──────── Entrées du corpus

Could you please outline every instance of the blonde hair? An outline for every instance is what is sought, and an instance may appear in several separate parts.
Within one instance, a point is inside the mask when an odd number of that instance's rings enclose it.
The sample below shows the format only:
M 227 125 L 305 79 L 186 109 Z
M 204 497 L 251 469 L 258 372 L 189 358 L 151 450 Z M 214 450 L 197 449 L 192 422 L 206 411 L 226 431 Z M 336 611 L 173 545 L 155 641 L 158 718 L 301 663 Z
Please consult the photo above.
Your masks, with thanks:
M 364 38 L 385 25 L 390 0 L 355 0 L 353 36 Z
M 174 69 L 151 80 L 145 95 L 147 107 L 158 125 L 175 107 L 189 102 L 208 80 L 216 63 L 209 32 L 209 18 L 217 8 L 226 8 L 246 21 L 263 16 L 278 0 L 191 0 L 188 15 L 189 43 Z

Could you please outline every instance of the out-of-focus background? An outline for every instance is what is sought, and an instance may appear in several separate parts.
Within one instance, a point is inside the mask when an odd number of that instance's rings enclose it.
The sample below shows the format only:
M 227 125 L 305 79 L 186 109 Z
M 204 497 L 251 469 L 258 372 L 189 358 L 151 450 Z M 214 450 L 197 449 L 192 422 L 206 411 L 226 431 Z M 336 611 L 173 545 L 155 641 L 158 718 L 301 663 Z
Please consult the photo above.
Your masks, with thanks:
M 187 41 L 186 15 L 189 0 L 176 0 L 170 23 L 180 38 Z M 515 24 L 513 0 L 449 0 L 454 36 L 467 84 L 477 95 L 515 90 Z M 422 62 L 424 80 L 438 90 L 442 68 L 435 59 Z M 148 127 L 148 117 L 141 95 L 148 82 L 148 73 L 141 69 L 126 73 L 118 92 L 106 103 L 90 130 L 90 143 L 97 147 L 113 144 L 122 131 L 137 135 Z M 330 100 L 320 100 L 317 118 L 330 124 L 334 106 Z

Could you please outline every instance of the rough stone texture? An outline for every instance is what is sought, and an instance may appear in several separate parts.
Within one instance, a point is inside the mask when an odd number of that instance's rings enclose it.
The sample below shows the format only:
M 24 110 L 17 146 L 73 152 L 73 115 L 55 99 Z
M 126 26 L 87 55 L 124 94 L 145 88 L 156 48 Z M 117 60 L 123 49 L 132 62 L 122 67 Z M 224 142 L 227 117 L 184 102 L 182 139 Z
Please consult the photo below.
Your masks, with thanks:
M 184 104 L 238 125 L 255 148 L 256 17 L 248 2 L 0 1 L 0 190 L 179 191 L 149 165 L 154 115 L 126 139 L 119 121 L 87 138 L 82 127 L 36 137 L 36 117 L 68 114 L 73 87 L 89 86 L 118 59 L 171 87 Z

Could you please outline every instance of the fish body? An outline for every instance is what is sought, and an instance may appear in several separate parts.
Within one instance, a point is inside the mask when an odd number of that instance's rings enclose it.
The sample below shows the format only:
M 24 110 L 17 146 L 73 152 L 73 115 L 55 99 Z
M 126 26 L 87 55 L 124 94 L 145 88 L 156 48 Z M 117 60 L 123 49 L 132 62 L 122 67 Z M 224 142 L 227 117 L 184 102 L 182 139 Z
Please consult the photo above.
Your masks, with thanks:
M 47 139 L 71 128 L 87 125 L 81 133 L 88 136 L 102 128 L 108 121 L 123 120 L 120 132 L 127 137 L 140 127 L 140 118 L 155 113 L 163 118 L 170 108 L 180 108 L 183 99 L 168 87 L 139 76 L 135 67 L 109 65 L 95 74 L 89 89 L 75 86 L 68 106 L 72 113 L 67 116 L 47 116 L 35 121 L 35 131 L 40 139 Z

────────────────

Détails de la tâche – Mettez dans un tableau Markdown à deux colonnes, « Numéro » et « Ligne », la partie des entrées qui commence à la ligne contenant « Could you please outline every instance of the rough » et va jusqu'à la fin des entrées, ces deux bornes comprises. Numérotez chaque ligne et omettez les lignes vides.

Résultat obtenu –
| Numéro | Ligne |
|---|---|
| 1 | Could you please outline every instance of the rough stone texture? An outline for every instance is what is sought, and an instance may appear in several separate parts. |
| 2 | Within one instance, a point is inside the mask when an odd number of that instance's rings enclose it. |
| 3 | The sample below shows the format only: |
| 4 | M 24 110 L 17 146 L 73 152 L 73 115 L 55 99 Z |
| 5 | M 126 26 L 87 55 L 124 94 L 145 88 L 156 48 Z M 117 60 L 123 49 L 132 62 L 122 67 Z M 224 142 L 227 117 L 184 102 L 182 139 Z |
| 6 | Please consult the photo below. |
| 7 | Your masks, with thanks: |
| 8 | M 184 104 L 238 125 L 255 148 L 256 17 L 248 2 L 0 1 L 0 190 L 179 191 L 149 165 L 154 115 L 126 139 L 119 121 L 87 138 L 82 127 L 36 137 L 36 117 L 68 114 L 73 87 L 89 86 L 118 59 L 171 87 Z |
| 9 | Could you please outline every instance of the fish body? An outline for every instance is what is sought, and an instance may appear in several separate parts. |
| 10 | Within one instance, a point is inside the mask when an odd number of that instance's rings enclose it. |
| 11 | The sample below shows the format only: |
| 12 | M 24 110 L 17 146 L 73 152 L 73 115 L 55 99 Z |
| 13 | M 126 26 L 87 55 L 124 94 L 145 88 L 156 48 Z M 117 60 L 123 49 L 132 62 L 122 67 Z M 224 142 L 227 117 L 184 102 L 182 139 Z |
| 14 | Please consult the photo above. |
| 15 | Your masks, with thanks: |
| 16 | M 47 139 L 71 128 L 87 125 L 81 133 L 88 136 L 102 128 L 108 121 L 123 120 L 120 132 L 127 137 L 140 127 L 140 118 L 155 113 L 163 118 L 170 108 L 180 108 L 183 99 L 168 87 L 139 76 L 135 67 L 109 65 L 95 74 L 89 89 L 75 86 L 68 106 L 72 113 L 67 116 L 47 116 L 35 121 L 35 131 L 40 139 Z |